> _WHAT YOU SHOULD DO_:
Put the lines of each item below into a JSON list of strings, with one string per line and no blank lines.
* * * * *
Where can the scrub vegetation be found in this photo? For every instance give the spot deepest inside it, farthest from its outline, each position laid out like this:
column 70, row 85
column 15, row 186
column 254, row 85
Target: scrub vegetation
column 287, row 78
* * * * *
> _SOLUTION TO THE PROBLEM_:
[
  "Where can the scrub vegetation be found in this photo? For every instance give the spot deepest inside it, farthest from its outline, each position laid out like this:",
  "column 70, row 85",
  "column 15, row 186",
  "column 254, row 85",
  "Target: scrub vegetation",
  "column 287, row 78"
]